What needs to be done
Please give back word for word the lines of the material below between the line containing "Target = calm water surface" and the line containing "Target = rocky shoreline", inclusive.

Data extracts

....

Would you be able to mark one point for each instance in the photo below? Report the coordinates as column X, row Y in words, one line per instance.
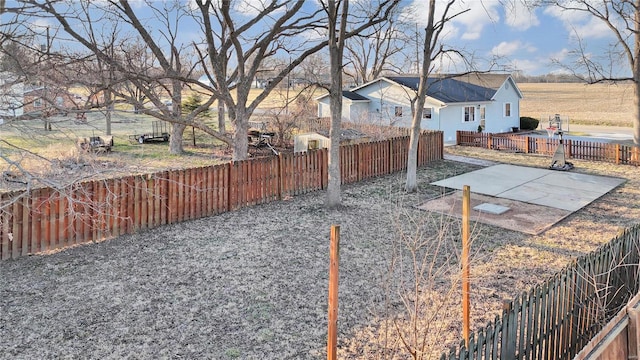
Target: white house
column 462, row 102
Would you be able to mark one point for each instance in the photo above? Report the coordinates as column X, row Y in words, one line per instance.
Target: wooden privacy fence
column 46, row 219
column 576, row 149
column 556, row 319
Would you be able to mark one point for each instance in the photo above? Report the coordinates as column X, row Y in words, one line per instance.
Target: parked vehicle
column 158, row 133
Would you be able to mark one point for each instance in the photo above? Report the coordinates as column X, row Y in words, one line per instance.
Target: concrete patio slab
column 492, row 208
column 561, row 190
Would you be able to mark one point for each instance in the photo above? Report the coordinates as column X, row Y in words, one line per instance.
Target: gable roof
column 349, row 95
column 353, row 96
column 448, row 89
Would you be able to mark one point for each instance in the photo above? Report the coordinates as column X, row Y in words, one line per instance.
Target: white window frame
column 469, row 116
column 427, row 113
column 507, row 110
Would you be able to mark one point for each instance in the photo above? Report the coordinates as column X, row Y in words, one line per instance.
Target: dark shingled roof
column 448, row 90
column 353, row 96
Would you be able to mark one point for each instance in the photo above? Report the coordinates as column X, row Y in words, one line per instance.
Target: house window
column 507, row 109
column 426, row 113
column 469, row 113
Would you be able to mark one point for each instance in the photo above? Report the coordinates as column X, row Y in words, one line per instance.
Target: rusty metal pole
column 334, row 257
column 466, row 204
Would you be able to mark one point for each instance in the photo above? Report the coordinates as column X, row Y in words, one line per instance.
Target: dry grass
column 598, row 104
column 252, row 284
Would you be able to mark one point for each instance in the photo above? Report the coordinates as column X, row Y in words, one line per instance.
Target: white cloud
column 508, row 48
column 520, row 17
column 251, row 7
column 580, row 23
column 527, row 66
column 560, row 56
column 474, row 17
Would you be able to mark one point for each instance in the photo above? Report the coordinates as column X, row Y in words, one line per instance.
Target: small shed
column 310, row 141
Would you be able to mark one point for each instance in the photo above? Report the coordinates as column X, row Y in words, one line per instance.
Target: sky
column 526, row 40
column 522, row 39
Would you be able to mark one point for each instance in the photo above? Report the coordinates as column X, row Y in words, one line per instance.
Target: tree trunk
column 175, row 141
column 109, row 110
column 222, row 127
column 336, row 51
column 177, row 130
column 240, row 141
column 411, row 184
column 636, row 77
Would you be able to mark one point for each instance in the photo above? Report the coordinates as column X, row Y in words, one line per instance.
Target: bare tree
column 622, row 18
column 230, row 51
column 337, row 14
column 431, row 50
column 368, row 54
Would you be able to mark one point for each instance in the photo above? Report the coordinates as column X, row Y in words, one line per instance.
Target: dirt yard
column 252, row 284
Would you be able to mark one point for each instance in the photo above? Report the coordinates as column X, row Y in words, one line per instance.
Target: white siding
column 495, row 120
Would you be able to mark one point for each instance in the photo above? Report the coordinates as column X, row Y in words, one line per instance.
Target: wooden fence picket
column 47, row 219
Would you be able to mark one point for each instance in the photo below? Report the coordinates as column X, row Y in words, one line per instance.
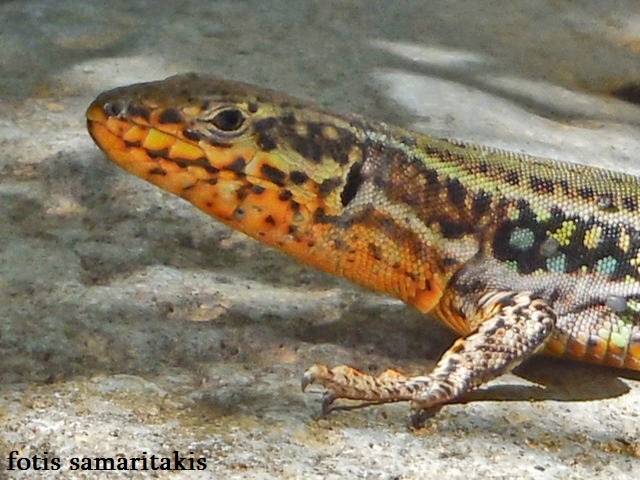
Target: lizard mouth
column 225, row 181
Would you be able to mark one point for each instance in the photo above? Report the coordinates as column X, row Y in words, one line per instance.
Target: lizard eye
column 228, row 120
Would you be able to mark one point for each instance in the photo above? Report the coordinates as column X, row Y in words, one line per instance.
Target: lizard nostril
column 113, row 109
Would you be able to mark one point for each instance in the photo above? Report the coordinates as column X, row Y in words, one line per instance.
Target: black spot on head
column 432, row 177
column 298, row 177
column 512, row 178
column 329, row 185
column 481, row 203
column 285, row 196
column 289, row 118
column 192, row 135
column 204, row 163
column 237, row 166
column 162, row 153
column 456, row 192
column 170, row 115
column 354, row 180
column 267, row 142
column 264, row 124
column 264, row 128
column 541, row 185
column 319, row 216
column 452, row 229
column 586, row 193
column 113, row 109
column 274, row 175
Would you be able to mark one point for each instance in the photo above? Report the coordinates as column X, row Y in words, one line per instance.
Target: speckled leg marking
column 512, row 327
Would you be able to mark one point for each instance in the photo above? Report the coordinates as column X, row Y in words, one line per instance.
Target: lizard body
column 517, row 254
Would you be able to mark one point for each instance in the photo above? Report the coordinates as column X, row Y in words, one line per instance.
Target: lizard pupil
column 228, row 120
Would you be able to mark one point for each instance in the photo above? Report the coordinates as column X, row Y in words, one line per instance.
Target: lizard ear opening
column 351, row 187
column 228, row 120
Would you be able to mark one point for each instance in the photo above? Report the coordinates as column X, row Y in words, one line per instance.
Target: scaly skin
column 517, row 254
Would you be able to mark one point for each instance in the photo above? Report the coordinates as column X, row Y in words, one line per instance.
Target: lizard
column 518, row 255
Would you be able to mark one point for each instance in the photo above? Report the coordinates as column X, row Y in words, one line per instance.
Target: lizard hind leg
column 511, row 326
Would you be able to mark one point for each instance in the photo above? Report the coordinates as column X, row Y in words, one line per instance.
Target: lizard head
column 280, row 170
column 259, row 161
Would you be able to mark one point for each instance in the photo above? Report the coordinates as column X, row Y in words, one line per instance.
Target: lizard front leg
column 510, row 327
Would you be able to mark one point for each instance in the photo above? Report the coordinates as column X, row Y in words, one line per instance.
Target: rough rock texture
column 132, row 325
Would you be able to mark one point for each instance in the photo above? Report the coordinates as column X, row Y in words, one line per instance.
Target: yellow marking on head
column 592, row 237
column 564, row 233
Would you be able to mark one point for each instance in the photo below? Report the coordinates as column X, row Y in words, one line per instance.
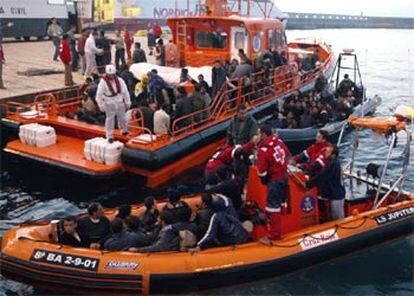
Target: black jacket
column 94, row 232
column 183, row 107
column 224, row 230
column 167, row 240
column 181, row 211
column 70, row 240
column 231, row 188
column 149, row 219
column 330, row 181
column 241, row 132
column 202, row 220
column 124, row 240
column 218, row 77
column 138, row 56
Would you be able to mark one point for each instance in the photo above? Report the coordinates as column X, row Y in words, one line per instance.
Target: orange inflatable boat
column 158, row 158
column 31, row 251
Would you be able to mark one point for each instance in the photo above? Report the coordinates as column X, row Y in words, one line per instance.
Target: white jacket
column 161, row 122
column 90, row 45
column 103, row 94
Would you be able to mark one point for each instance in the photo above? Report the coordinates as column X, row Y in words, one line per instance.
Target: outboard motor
column 374, row 170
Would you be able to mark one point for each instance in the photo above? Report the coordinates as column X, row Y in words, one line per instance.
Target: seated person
column 167, row 239
column 123, row 240
column 70, row 235
column 123, row 212
column 229, row 185
column 150, row 217
column 313, row 158
column 224, row 229
column 224, row 156
column 162, row 120
column 94, row 228
column 134, row 225
column 329, row 180
column 345, row 85
column 204, row 84
column 306, row 120
column 203, row 215
column 179, row 209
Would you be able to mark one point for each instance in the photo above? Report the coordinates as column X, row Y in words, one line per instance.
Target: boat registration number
column 395, row 215
column 62, row 259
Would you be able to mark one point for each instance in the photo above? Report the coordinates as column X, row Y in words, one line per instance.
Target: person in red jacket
column 66, row 58
column 272, row 161
column 157, row 31
column 2, row 61
column 224, row 156
column 128, row 40
column 313, row 159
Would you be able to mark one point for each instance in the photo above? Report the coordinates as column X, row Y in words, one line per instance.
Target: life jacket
column 110, row 86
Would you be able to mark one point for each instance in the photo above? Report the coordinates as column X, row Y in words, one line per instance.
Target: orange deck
column 67, row 152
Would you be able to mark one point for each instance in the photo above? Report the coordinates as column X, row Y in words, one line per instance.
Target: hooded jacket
column 224, row 229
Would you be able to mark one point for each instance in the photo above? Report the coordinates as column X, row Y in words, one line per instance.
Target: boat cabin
column 219, row 33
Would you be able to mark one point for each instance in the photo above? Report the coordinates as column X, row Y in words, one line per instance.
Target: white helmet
column 110, row 69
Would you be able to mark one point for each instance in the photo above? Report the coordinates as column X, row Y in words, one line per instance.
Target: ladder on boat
column 182, row 39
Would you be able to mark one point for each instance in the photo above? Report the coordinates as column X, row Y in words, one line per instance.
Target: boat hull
column 175, row 272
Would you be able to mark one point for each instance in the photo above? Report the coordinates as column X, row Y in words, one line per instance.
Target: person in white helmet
column 113, row 98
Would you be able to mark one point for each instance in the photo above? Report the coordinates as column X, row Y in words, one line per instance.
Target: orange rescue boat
column 31, row 251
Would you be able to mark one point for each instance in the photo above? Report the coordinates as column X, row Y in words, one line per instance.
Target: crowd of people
column 175, row 228
column 111, row 90
column 317, row 107
column 90, row 52
column 221, row 218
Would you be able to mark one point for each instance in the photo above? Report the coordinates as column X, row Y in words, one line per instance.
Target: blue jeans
column 276, row 194
column 56, row 43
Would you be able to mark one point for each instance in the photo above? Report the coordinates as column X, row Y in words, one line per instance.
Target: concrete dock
column 22, row 56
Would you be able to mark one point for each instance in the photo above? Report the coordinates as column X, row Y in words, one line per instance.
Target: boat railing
column 263, row 86
column 42, row 106
column 138, row 133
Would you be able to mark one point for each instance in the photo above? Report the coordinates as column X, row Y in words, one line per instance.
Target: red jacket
column 81, row 44
column 273, row 159
column 127, row 39
column 224, row 156
column 157, row 31
column 2, row 59
column 65, row 52
column 315, row 153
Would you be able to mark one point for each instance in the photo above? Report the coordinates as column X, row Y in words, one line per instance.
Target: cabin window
column 280, row 38
column 56, row 2
column 211, row 40
column 239, row 40
column 272, row 40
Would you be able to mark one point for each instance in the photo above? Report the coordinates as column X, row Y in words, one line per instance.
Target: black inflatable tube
column 153, row 160
column 174, row 283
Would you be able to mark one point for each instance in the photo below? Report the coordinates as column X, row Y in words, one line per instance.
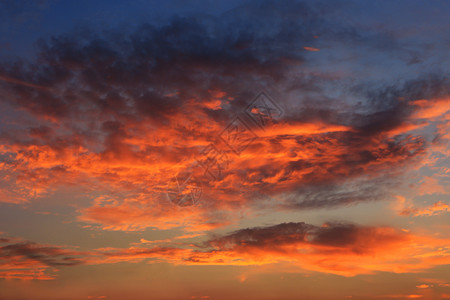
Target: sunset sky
column 202, row 149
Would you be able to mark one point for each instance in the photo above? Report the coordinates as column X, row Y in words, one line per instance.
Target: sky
column 224, row 149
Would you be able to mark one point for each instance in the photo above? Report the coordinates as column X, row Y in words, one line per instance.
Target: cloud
column 337, row 248
column 124, row 112
column 27, row 260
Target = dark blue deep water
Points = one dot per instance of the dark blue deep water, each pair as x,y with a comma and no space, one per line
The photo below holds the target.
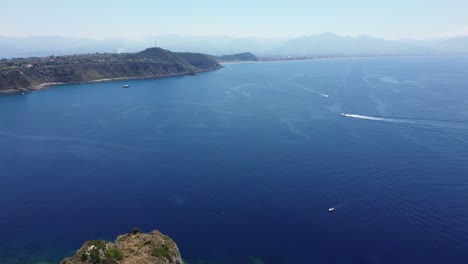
241,165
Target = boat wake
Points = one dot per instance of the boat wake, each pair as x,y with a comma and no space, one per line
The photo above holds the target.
374,118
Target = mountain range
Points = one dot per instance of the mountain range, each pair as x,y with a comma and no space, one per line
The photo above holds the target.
321,44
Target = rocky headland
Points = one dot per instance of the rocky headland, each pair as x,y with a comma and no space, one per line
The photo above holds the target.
133,248
27,74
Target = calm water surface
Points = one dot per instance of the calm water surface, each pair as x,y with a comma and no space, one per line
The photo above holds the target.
241,165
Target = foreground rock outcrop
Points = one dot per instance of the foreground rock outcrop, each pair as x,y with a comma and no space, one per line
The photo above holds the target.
134,248
26,74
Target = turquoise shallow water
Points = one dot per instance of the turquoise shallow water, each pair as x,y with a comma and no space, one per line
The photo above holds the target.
242,164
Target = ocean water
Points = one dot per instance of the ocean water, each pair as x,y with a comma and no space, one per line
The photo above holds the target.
241,165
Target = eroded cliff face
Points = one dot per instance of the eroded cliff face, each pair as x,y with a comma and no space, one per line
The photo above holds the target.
21,75
133,248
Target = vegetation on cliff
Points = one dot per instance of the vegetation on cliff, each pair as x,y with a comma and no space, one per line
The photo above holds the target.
24,74
134,248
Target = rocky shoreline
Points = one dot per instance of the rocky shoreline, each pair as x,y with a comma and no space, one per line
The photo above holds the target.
29,74
133,248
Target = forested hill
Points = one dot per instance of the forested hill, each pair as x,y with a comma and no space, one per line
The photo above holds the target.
26,74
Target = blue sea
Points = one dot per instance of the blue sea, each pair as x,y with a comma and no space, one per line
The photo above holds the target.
240,165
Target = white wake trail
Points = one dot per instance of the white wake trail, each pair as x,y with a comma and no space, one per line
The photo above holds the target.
374,118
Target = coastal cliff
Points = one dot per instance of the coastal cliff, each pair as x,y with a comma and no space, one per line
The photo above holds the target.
27,74
133,248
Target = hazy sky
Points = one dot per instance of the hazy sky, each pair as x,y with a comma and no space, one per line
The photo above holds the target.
241,18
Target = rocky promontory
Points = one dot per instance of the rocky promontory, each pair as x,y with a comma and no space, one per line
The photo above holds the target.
26,74
133,248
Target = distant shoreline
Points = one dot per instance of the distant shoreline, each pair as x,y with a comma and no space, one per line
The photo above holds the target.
43,86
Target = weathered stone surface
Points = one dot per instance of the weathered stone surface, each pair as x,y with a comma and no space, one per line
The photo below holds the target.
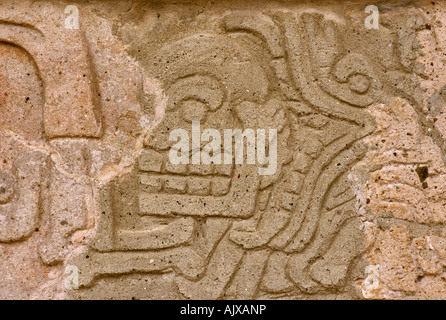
92,205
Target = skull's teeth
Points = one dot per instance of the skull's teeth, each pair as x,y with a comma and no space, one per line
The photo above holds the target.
191,185
153,161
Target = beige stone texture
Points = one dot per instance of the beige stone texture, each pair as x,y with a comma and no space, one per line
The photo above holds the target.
92,206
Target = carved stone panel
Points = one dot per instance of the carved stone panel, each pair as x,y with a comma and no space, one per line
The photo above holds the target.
333,189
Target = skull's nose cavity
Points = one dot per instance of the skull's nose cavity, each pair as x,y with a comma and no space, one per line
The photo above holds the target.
6,188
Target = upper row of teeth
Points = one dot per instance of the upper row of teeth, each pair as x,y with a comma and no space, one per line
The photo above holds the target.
200,186
153,161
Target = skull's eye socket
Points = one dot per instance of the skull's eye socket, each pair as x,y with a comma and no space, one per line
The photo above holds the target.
6,188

....

Result below
Target = calm water surface
Points = one dot per instance of the calm water surface, each pair as x,y with a comma and no space, one per line
The photo above holds the target.
241,165
Target = foreground rock outcrop
Points = one dot per instance of the foreground rock outcrop, each pair as x,y with a comma and no space, one per line
The photo above holds the target.
134,248
26,74
Target = turquoise shallow water
Points = one dot per instance of the turquoise shallow water, each pair as x,y with a comma and no space, one per line
The photo above holds the target.
242,164
Target = ocean water
Points = one dot per instance of the ocean water, each pair as x,y with a comma and no space, one per line
The photo above holds the target.
241,165
Target = eroded cliff face
Points = one dot per instance of the eroded cliff face, each pair as x,y with a comma and no space, one per line
The photo above holds the target.
21,75
133,248
Target = vegetation on cliff
Points = one dot per instance of the vegetation on cliff, each pair as x,y with a comma and no space, one per line
The photo above holds the target.
24,74
134,248
Target = rocky shoreline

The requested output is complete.